--- Begin ---

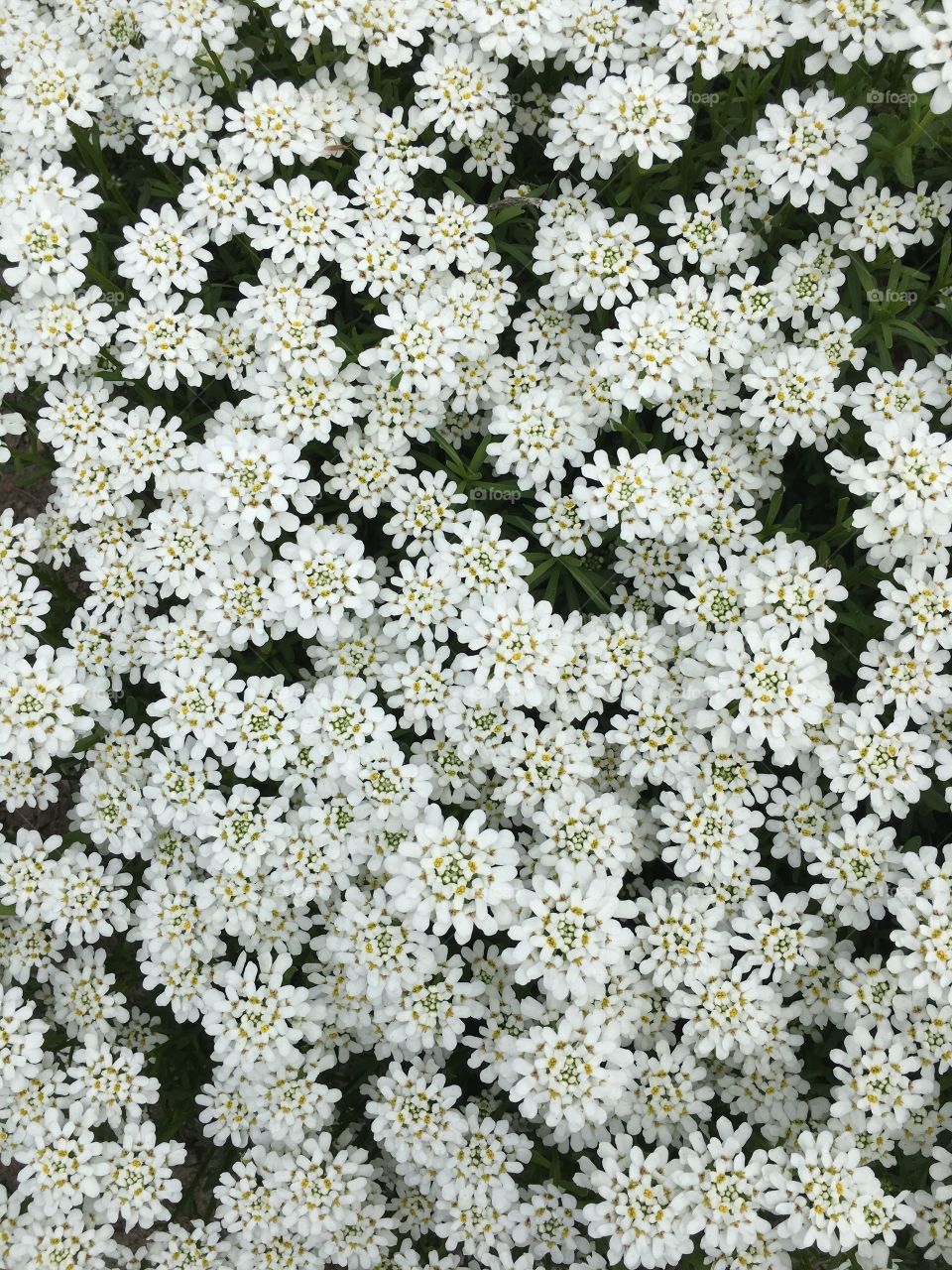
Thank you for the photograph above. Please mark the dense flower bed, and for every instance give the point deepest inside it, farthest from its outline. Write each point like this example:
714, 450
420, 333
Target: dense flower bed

--- End ---
--- Begin ---

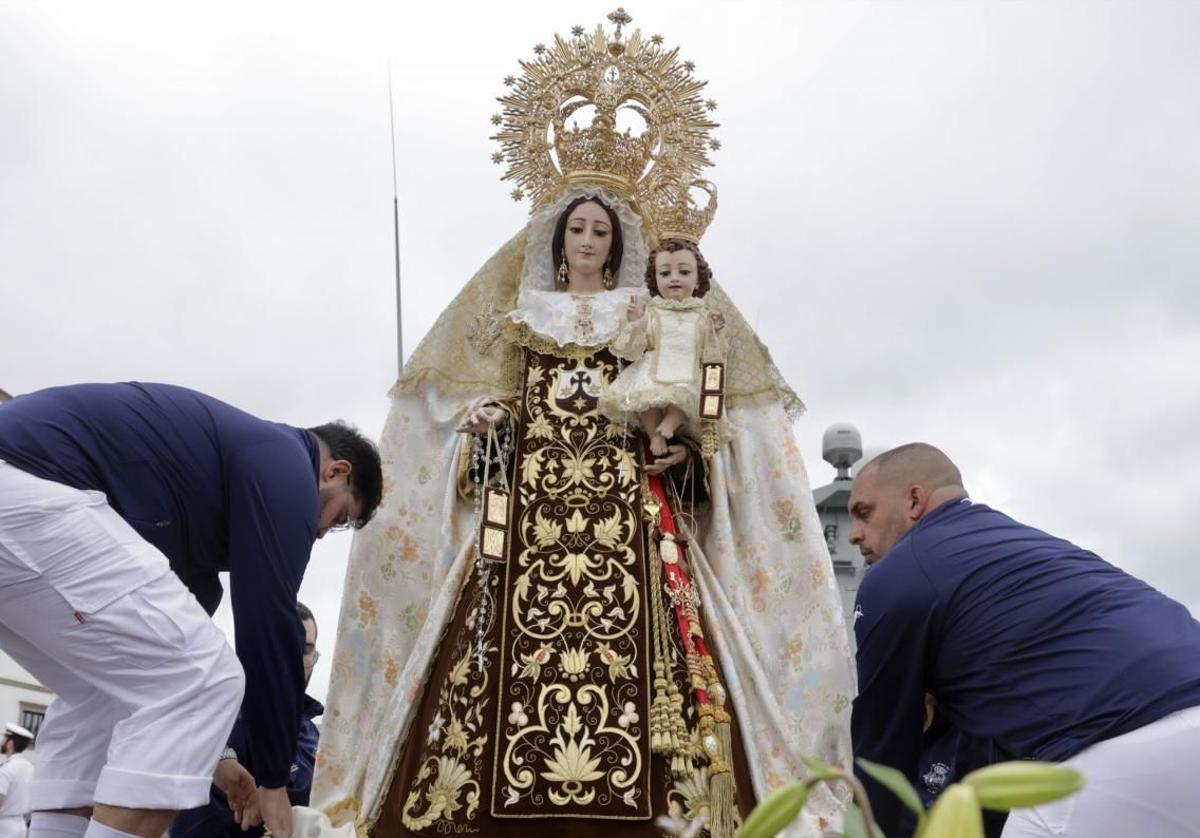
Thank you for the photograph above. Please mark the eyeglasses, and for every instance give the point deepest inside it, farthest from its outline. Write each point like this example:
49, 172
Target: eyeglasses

--- End ---
--- Begin ---

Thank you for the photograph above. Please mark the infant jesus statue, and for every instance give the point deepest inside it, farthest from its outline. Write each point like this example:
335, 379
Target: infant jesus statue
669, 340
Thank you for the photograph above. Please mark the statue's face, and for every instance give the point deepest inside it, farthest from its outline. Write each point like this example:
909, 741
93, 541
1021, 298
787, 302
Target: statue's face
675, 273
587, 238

--- End ---

# [Problem description]
Format the lines from the one containing "Thank you for the photograph above. Please mark the dense" through the one containing "Target: dense flower bed" as a numbered list, both of those included and any blank lines dropped.

# [Solution to this exercise]
1. Thank you for the photograph above. Please mark the dense flower bed, and for every instance give the point deepest inside it, farthest from its outline. Write each point like this example:
2. 714, 450
3. 420, 333
4. Target: dense flower bed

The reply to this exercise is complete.